#### Aim of the task:
Each entry below needs to be transcribed verbatim; the images should not appear.

#### Supplied data:
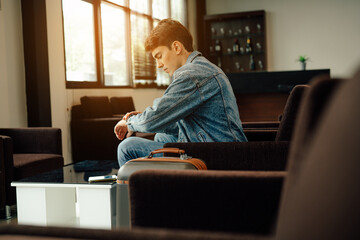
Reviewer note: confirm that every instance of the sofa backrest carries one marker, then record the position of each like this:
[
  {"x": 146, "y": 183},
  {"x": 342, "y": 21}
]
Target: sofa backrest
[
  {"x": 322, "y": 190},
  {"x": 290, "y": 113}
]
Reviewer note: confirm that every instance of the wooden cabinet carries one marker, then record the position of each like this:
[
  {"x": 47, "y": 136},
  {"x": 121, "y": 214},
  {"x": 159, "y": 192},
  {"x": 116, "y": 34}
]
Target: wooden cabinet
[{"x": 227, "y": 37}]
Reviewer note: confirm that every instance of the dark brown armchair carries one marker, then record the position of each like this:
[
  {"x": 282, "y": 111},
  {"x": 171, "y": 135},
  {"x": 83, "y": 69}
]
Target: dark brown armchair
[{"x": 26, "y": 152}]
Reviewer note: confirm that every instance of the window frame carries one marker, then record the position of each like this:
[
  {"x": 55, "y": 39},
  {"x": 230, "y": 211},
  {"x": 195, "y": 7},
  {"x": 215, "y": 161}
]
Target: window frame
[{"x": 99, "y": 61}]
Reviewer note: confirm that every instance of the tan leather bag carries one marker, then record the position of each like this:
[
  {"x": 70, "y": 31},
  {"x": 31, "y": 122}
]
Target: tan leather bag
[{"x": 183, "y": 162}]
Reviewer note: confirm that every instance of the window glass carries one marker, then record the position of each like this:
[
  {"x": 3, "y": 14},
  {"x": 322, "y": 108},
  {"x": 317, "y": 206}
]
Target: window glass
[
  {"x": 160, "y": 9},
  {"x": 141, "y": 6},
  {"x": 121, "y": 26},
  {"x": 144, "y": 67},
  {"x": 79, "y": 41},
  {"x": 114, "y": 45}
]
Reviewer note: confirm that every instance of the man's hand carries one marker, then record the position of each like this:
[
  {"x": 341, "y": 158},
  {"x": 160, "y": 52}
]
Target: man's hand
[{"x": 121, "y": 129}]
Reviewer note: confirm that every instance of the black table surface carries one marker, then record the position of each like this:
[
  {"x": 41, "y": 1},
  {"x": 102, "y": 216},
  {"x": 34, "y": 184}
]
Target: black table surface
[{"x": 77, "y": 173}]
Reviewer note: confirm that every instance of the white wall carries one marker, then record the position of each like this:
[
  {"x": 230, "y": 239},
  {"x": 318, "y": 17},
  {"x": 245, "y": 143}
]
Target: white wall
[
  {"x": 12, "y": 70},
  {"x": 327, "y": 31}
]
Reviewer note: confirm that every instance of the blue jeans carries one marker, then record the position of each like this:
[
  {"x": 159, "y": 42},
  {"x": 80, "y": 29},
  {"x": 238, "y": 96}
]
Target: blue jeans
[{"x": 136, "y": 147}]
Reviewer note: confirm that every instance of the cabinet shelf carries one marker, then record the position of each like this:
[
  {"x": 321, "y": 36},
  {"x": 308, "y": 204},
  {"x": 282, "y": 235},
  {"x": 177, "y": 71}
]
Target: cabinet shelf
[
  {"x": 223, "y": 29},
  {"x": 216, "y": 37}
]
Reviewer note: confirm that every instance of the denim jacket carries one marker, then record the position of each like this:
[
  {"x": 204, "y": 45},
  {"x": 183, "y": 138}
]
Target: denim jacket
[{"x": 198, "y": 106}]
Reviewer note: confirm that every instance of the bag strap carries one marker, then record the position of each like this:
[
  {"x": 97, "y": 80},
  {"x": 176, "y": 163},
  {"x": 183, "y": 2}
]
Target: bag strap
[{"x": 166, "y": 150}]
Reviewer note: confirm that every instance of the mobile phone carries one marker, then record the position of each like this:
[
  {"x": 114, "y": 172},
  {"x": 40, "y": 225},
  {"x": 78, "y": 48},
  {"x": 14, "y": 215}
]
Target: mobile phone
[{"x": 108, "y": 178}]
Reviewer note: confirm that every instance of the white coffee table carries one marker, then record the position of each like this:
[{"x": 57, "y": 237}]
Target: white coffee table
[{"x": 65, "y": 198}]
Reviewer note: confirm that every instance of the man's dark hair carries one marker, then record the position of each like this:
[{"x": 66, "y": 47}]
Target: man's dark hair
[{"x": 166, "y": 32}]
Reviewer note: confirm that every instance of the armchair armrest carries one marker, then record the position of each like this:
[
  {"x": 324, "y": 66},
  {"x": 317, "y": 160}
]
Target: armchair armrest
[
  {"x": 238, "y": 155},
  {"x": 231, "y": 201},
  {"x": 260, "y": 134},
  {"x": 35, "y": 140}
]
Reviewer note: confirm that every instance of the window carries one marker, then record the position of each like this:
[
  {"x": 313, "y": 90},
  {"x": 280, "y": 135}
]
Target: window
[{"x": 104, "y": 41}]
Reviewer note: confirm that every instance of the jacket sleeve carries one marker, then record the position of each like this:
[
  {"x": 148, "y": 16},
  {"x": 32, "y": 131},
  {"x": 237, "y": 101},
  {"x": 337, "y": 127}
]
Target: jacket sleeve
[{"x": 180, "y": 99}]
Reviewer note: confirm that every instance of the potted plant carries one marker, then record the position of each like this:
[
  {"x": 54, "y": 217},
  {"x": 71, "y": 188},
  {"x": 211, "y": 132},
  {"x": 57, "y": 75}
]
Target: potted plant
[{"x": 303, "y": 60}]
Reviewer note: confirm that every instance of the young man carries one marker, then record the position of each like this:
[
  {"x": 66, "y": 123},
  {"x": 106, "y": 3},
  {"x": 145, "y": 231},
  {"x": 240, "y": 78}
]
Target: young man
[{"x": 198, "y": 106}]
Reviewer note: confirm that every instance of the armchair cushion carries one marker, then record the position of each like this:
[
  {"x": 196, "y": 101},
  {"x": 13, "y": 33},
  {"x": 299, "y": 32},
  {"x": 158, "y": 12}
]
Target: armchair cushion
[
  {"x": 27, "y": 152},
  {"x": 267, "y": 156},
  {"x": 96, "y": 107},
  {"x": 34, "y": 140},
  {"x": 231, "y": 201}
]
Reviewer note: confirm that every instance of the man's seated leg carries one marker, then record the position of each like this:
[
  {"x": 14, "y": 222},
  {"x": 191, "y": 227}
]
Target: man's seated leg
[
  {"x": 165, "y": 138},
  {"x": 135, "y": 147}
]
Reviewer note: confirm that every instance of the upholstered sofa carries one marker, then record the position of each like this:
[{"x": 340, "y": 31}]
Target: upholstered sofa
[{"x": 26, "y": 152}]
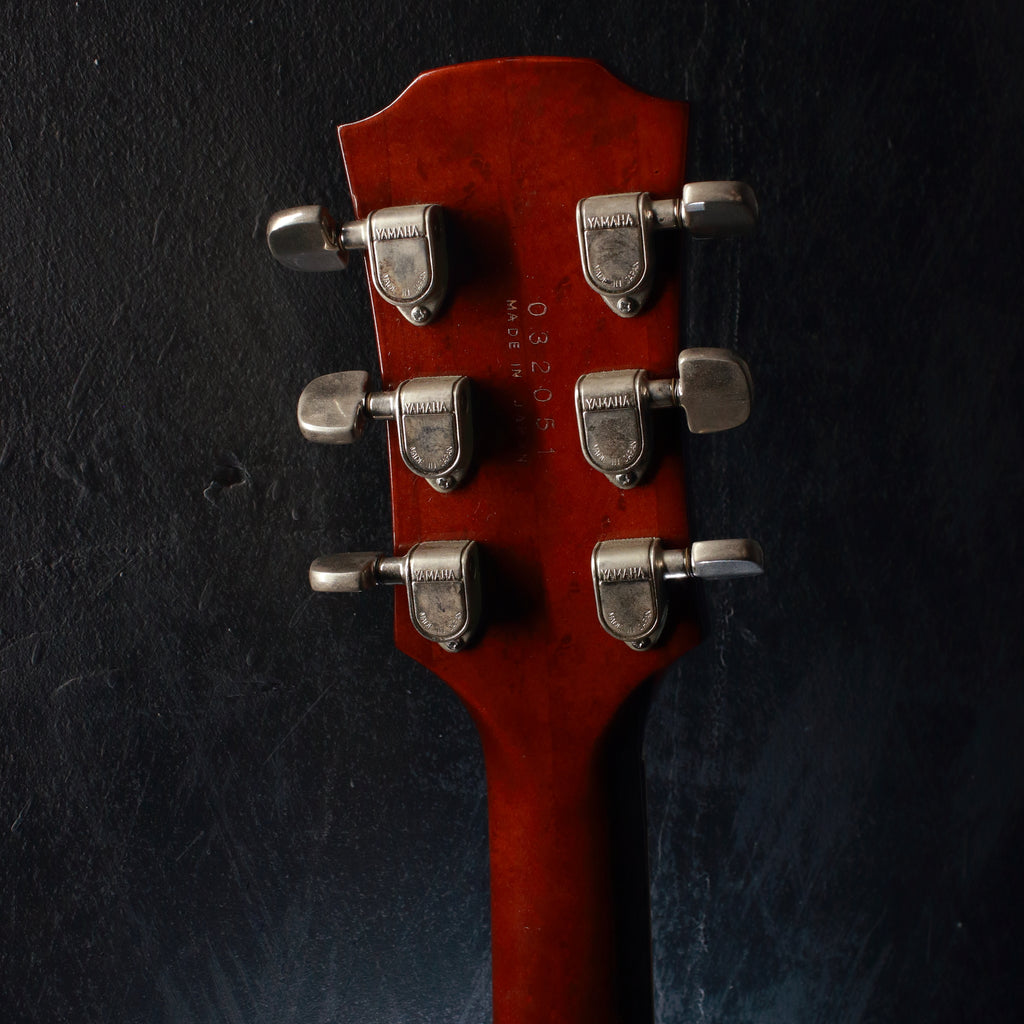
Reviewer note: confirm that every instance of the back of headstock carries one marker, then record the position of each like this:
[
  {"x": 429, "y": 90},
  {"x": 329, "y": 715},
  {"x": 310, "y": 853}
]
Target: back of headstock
[{"x": 508, "y": 150}]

#### Output of the task:
Reviewer note: confirm that every instance of the sofa backrest carries one marker, then record the position of each like this:
[
  {"x": 146, "y": 183},
  {"x": 342, "y": 21}
]
Target: sofa backrest
[
  {"x": 322, "y": 190},
  {"x": 290, "y": 113}
]
Reviewer note: confirm that every instance of the wooden cabinet carries one marker, then record the position of each like this:
[
  {"x": 47, "y": 136},
  {"x": 121, "y": 214},
  {"x": 159, "y": 192},
  {"x": 116, "y": 34}
]
Target: wooden cabinet
[{"x": 227, "y": 37}]
Reviewer note: confirm that every instance of the dark brown armchair carries one marker, then record the position of each like this:
[
  {"x": 282, "y": 111},
  {"x": 171, "y": 135},
  {"x": 83, "y": 69}
]
Target: dark brown armchair
[{"x": 26, "y": 152}]
Reviewer note: confirm that every instance of the window frame carries one marker, then record the position of each like this:
[
  {"x": 55, "y": 39},
  {"x": 230, "y": 211},
  {"x": 195, "y": 7},
  {"x": 215, "y": 161}
]
Target: window frame
[{"x": 99, "y": 61}]
Reviewer note: confirm that every instance of the tan leather bag carries one marker, then record the position of each like this:
[
  {"x": 70, "y": 31},
  {"x": 31, "y": 122}
]
Target: tan leather bag
[{"x": 183, "y": 162}]
Reviewer note: confirm that every instance of the window glass carries one marker, then record the position of each like this:
[
  {"x": 3, "y": 14},
  {"x": 322, "y": 108},
  {"x": 317, "y": 206}
]
Target: window glass
[
  {"x": 160, "y": 9},
  {"x": 141, "y": 6},
  {"x": 121, "y": 26},
  {"x": 144, "y": 67},
  {"x": 79, "y": 41},
  {"x": 114, "y": 45}
]
Reviewer note: confirm that every instance of the man's hand carries one marker, then record the position of each like this:
[
  {"x": 341, "y": 158},
  {"x": 160, "y": 52}
]
Target: man's hand
[{"x": 121, "y": 129}]
Reviewer note: confirm that every instance of the black table surface carries one marker, then record the position of each like this:
[
  {"x": 41, "y": 1},
  {"x": 102, "y": 216},
  {"x": 34, "y": 184}
]
Target: black table surface
[{"x": 77, "y": 173}]
Reviewer note: confirm that every instance of the white wall carries one marker, then record the position of each like this:
[
  {"x": 230, "y": 239},
  {"x": 318, "y": 17},
  {"x": 245, "y": 143}
]
Target: white wall
[
  {"x": 12, "y": 70},
  {"x": 327, "y": 31}
]
Reviewer note: confirm that every instance of the blue jeans carries one marker, then record the position of each like this:
[
  {"x": 159, "y": 42},
  {"x": 80, "y": 29},
  {"x": 238, "y": 96}
]
Target: blue jeans
[{"x": 136, "y": 147}]
Reviewer note: confirm that every instance of the cabinet shelf carries one marker, then record the position of each like this:
[
  {"x": 321, "y": 36},
  {"x": 308, "y": 204},
  {"x": 282, "y": 235},
  {"x": 177, "y": 71}
]
Target: cabinet shelf
[
  {"x": 223, "y": 29},
  {"x": 216, "y": 37}
]
Reviewer note: confirm that every instance of the denim jacket carries one marker, then record the position of each like this:
[
  {"x": 204, "y": 45},
  {"x": 183, "y": 138}
]
Target: denim jacket
[{"x": 198, "y": 106}]
Reviewer note: confirm that every instance of the bag strap carries one marker, then record the position of each like this:
[
  {"x": 97, "y": 80},
  {"x": 176, "y": 163},
  {"x": 183, "y": 2}
]
Target: bag strap
[{"x": 166, "y": 150}]
Reviewer note: confirm that every instance of the mobile phone carries one marker, then record the position of each like this:
[
  {"x": 114, "y": 172},
  {"x": 40, "y": 225},
  {"x": 78, "y": 48},
  {"x": 14, "y": 215}
]
Target: mobile phone
[{"x": 108, "y": 178}]
Reviewer note: confirm that every instance of the white coffee table carries one marker, then record the position of each like this:
[{"x": 57, "y": 237}]
Target: white coffee table
[{"x": 65, "y": 198}]
Reviewer note: confirm that every instance of the man's dark hair carries one marker, then record the position of each like this:
[{"x": 66, "y": 47}]
Target: man's dark hair
[{"x": 166, "y": 32}]
Reviewer note: confirm that every instance of the armchair armrest carries one marker, then record the position of each like this:
[
  {"x": 324, "y": 66},
  {"x": 317, "y": 160}
]
Target: armchair armrest
[
  {"x": 238, "y": 155},
  {"x": 231, "y": 201},
  {"x": 260, "y": 134},
  {"x": 35, "y": 140}
]
Reviewer note: confirm that every instance of the window carries one marker, then record the position of each like this:
[
  {"x": 313, "y": 90},
  {"x": 280, "y": 135}
]
Target: window
[{"x": 104, "y": 41}]
Reviewer note: confirm that every instance of the jacket sleeve carries one marker, then record the position of each like this:
[
  {"x": 148, "y": 16},
  {"x": 32, "y": 131},
  {"x": 237, "y": 101},
  {"x": 337, "y": 127}
]
Target: jacket sleeve
[{"x": 180, "y": 99}]
Reviewer note: confirm that every instance of the potted plant carries one marker, then record the position of each like this:
[
  {"x": 54, "y": 217},
  {"x": 71, "y": 188},
  {"x": 211, "y": 132},
  {"x": 57, "y": 75}
]
Target: potted plant
[{"x": 303, "y": 60}]
Reviewer note: confirm that every instance of the young man carries one marker, then record the position of each like this:
[
  {"x": 66, "y": 123},
  {"x": 106, "y": 3},
  {"x": 145, "y": 231},
  {"x": 240, "y": 78}
]
Target: young man
[{"x": 198, "y": 106}]
Reviewer note: confirm that every instance of the armchair cushion carries one marker, then record the position of each like this:
[
  {"x": 196, "y": 101},
  {"x": 13, "y": 33},
  {"x": 299, "y": 32},
  {"x": 158, "y": 12}
]
Target: armchair cushion
[
  {"x": 27, "y": 152},
  {"x": 267, "y": 156},
  {"x": 96, "y": 107},
  {"x": 34, "y": 140},
  {"x": 231, "y": 201}
]
Reviewer note: confirm that every instance of the man's seated leg carries one marker, then record the position of each like this:
[
  {"x": 14, "y": 222},
  {"x": 191, "y": 227}
]
Target: man's seated leg
[
  {"x": 165, "y": 138},
  {"x": 135, "y": 147}
]
Reviewer note: confirm that every instance of the upholstered sofa carries one marker, then record the position of each like this:
[{"x": 340, "y": 31}]
Target: upholstered sofa
[{"x": 26, "y": 152}]
Reviewer note: confirm that every instance of the back of headstock carries one marker, then record the position of each like this:
[
  {"x": 429, "y": 90},
  {"x": 329, "y": 715},
  {"x": 310, "y": 853}
]
Target: back of headstock
[{"x": 508, "y": 150}]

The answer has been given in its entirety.